BEGIN Supplied text
The major strength of Eysenck’s model is that he was one of the first to make his approach more quantifiable; it was therefore perceived to be more “legitimate”, as a common criticism of psychological theories is that they are not empirically verifiable. Eysenck proposed that extroversion was caused by variability in cortical arousal, with introverts characteristically having a higher level of activity in this area than extroverts. He also hypothesized that neuroticism was determined by individual differences in the limbic system, the part of the human brain involved in emotion, motivation, and emotional association with memory. Unlike Allport’s and Cattell’s models, however, Eysenck’s has been criticized for being too narrow.

Eysenck’s 3 Dimensions of Personality

British psychologist Hans Eysenck developed a model of personality based upon just three universal trails.

Extraverts are sociable and crave excitement and change, and thus can become bored easily. They tend to be carefree, optimistic and impulsive. They are more likely to take risks and be thrill seekers. Eysenck argues that this is because they inherit an under aroused nervous system and so seek stimulation to restore the level of optimum stimulation.

Introverts on the other hand lie at the other end of this scale, being quiet and reserved. They are already over-aroused and shun sensation and stimulation. Introverts are reserved, plan their actions and control their emotions. They tend to be serious, reliable and pessimistic.
END Supplied text
BEGIN Recorded data
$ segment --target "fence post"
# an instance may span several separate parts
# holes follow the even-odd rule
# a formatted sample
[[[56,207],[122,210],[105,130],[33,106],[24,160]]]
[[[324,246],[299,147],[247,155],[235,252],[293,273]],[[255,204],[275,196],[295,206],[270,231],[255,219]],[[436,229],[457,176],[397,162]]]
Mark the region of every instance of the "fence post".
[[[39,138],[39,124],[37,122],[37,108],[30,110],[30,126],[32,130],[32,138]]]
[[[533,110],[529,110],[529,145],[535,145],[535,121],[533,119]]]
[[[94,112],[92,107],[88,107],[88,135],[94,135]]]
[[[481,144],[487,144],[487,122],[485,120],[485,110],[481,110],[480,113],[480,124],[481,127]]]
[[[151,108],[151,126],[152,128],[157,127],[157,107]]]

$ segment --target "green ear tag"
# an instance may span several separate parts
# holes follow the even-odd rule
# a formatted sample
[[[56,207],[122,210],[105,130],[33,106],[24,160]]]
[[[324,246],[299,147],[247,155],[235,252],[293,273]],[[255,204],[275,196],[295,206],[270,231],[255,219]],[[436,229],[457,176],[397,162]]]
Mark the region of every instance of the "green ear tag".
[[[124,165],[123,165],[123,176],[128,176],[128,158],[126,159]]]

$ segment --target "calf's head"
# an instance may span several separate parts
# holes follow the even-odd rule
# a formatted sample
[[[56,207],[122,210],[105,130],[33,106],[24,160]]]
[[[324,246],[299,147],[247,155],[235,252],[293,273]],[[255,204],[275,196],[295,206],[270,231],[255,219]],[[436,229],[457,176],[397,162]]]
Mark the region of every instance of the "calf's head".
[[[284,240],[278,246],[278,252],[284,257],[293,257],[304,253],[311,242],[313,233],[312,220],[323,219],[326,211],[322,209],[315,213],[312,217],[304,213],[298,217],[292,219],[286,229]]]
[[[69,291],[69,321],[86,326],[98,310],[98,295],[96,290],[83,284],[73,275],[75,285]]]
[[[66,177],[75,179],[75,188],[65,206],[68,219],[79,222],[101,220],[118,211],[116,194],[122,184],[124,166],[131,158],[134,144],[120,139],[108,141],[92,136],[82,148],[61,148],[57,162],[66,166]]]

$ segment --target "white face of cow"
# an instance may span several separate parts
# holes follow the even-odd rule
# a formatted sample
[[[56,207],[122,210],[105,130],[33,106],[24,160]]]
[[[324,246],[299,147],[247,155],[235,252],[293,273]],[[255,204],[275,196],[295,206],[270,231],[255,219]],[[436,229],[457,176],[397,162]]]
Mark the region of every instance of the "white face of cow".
END Recorded data
* _Complete the following_
- 1) Decide whether each statement agrees with the passage on Eysenck's personality model, answering yes or no and quoting the words that settle it: (a) Eysenck hypothesized that neuroticism was determined by individual differences in the limbic system. (b) Eysenck proposed that introverts have lower cortical activity than extroverts. (c) Introverts tend to be optimistic.
- 2) In the passage on Eysenck's personality model, what does Eysenck say extraverts inherit?
- 3) Please carry on the passage on Eysenck's personality model, picking up after its final sentence.

* _Answer set_
- 1)
(a) Yes: "He also hypothesized that neuroticism was determined by individual differences in the limbic system"
(b) No: "with introverts characteristically having a higher level of activity in this area than extroverts"
(c) No: "They tend to be serious, reliable and pessimistic."

- 2) An under aroused nervous system.

- 3)
A person’s level of neuroticism is determined by the reactivity of their sympathetic nervous system. A stable person’s nervous system will generally be less reactive to stressful situations, remaining calm and level headed.

Someone high in neuroticism on the other hand will be much more unstable, and prone to overreacting to stimuli and may be quick to worry, anger or fear. They are overly emotional and find it difficult to calm down once upset. Neurotic individuals have an ANS that responds quickly to stress.

Eysenck (1966) later added a third trait / dimension - Psychoticism – e.g., lacking in empathy, cruel, a loner, aggressive and troublesome. This has been related to high levels of testosterone. The higher the testosterone, the higher the level of psychoticism, with low levels related to more normal balanced behavior.

He was especially interested in the characteristics of people whom he considered to have achieved their potential as individuals.

According to Eysenck, the two dimensions of neuroticism (stable vs. unstable) and introversion-extroversion combine to form a variety of personality characteristics.

Eysenck traits theory of personality

Critical Evaluation

Twin studies can be used to see if personality is genetic. However, the findings are conflicting and non-conclusive.

Shields (1976) found that monozygotic (identical) twins were significantly more alike on the Introvert – Extrovert (E) and Psychoticism (P) dimensions than dizygotic (non-identical) twins.

Loehlin, Willerman, and Horn (1988) found that only 50% of the variations of scores on personality dimensions are due to inherited traits. This suggests that social factors are also important.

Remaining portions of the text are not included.